• **TEXT EXCERPT**:
-*-*-

Monday 7 October 2013

LORE & The Dark Room: Rachel Seiffert


Not to be missed!

This Saturday author RACHEL SEIFFERT introduces West Side Cinema's screening of LORE, the film based on her Booker-nominated novel, THE DARK ROOM. And she will be there at the end too for a Q&A.

Earlier in the day, Rachel will be leading a writing workshop in Stromness Library on Character & Story. The workshop is currently fully subscribed, but we may start a reserve list if more folk express an interest. E-mail: alisonmiller67@btinternet.com

Bringing Rachel to Orkney along with the film has been a collaboration between Orkney Library & Archive Reader in Residence, West Side Cinema and The George Mackay Brown Fellowship.

See details of the screening at the top of the poster.

And click on the links below for more information about the film, the novel and its author.












Wednesday 2 October 2013

WATER WATER EVERYWHERE: National Poetry Day


Thursday 
3 October 
2013

National 
Poetry 
Day


The theme this year is WATER.

-*-*-

• **SOURCE DATA**:
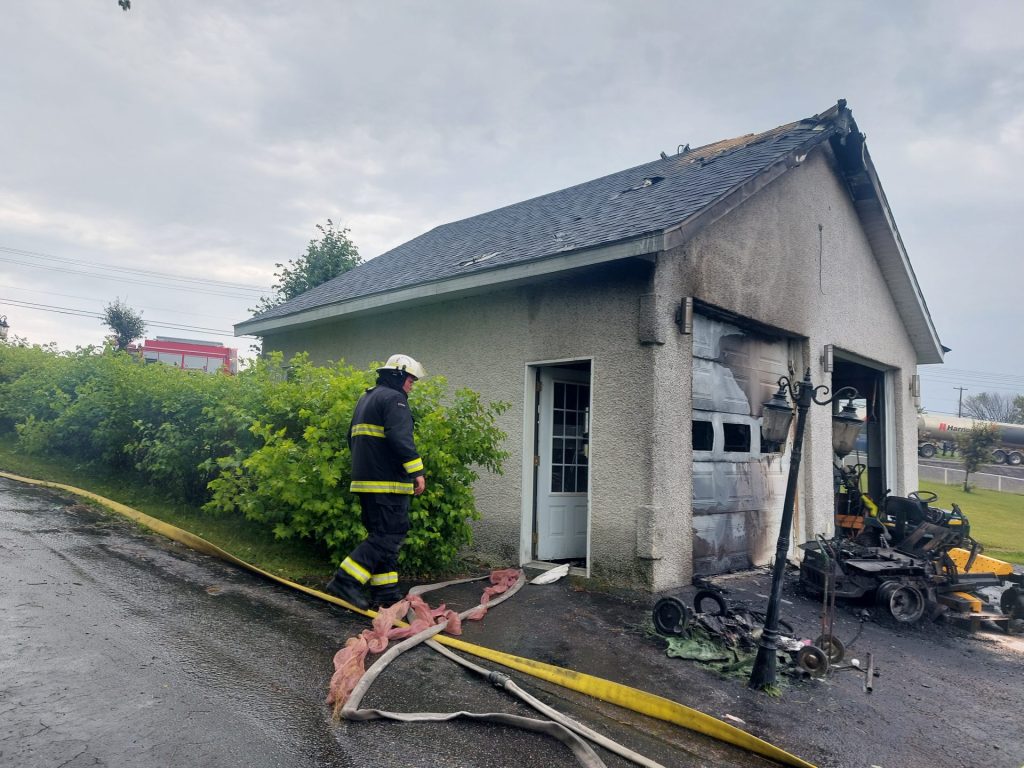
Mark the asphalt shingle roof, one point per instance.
(629, 204)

-*-*-

• **WHAT TO PRODUCE**: Continue the Orkney library blog text from its last sentence. The data have no connection to the Orkney library blog text.

• **WRITTEN ANSWER**:
There will be an Open Mic Session

Orkney Library & Archive Foyer
Thursday 3 October
6.45 pm

Bring your own poems with a watery theme to read and favourite poems of other poets




Fisherman 

The west flushed, drove down its shutter
And night sealed all.

Peaceful the air, the sea.
A quiet scattering of stars.

The great ocean
Makes the gentlest of motions about the turning world,
A thin wash through the pebbles.

No moon this night.
The creels lie still on their weeded ledges.

Not a sound, except far inland
The yelp of a tinker's dog.

Three days ago a storm blazed here, and drowned
Jock Halcrow among his lobsters.

There's one croft dark to-night in the lighted valley.

George Mackay Brown

from The Collected Poems of George Mackay Brown edited by Archie Bevan and Brian Murray


Friday 13 September 2013

KEITH GRAY comes to Orkney


The first visiting author on the Orkney Arts Society’s Autumn calendar is Keith Gray. 

Keith is published by Random House and has 12 novels in print. He was born and brought up in Grimsby.

When he received 0% for his accountancy exams, he decided to become a writer.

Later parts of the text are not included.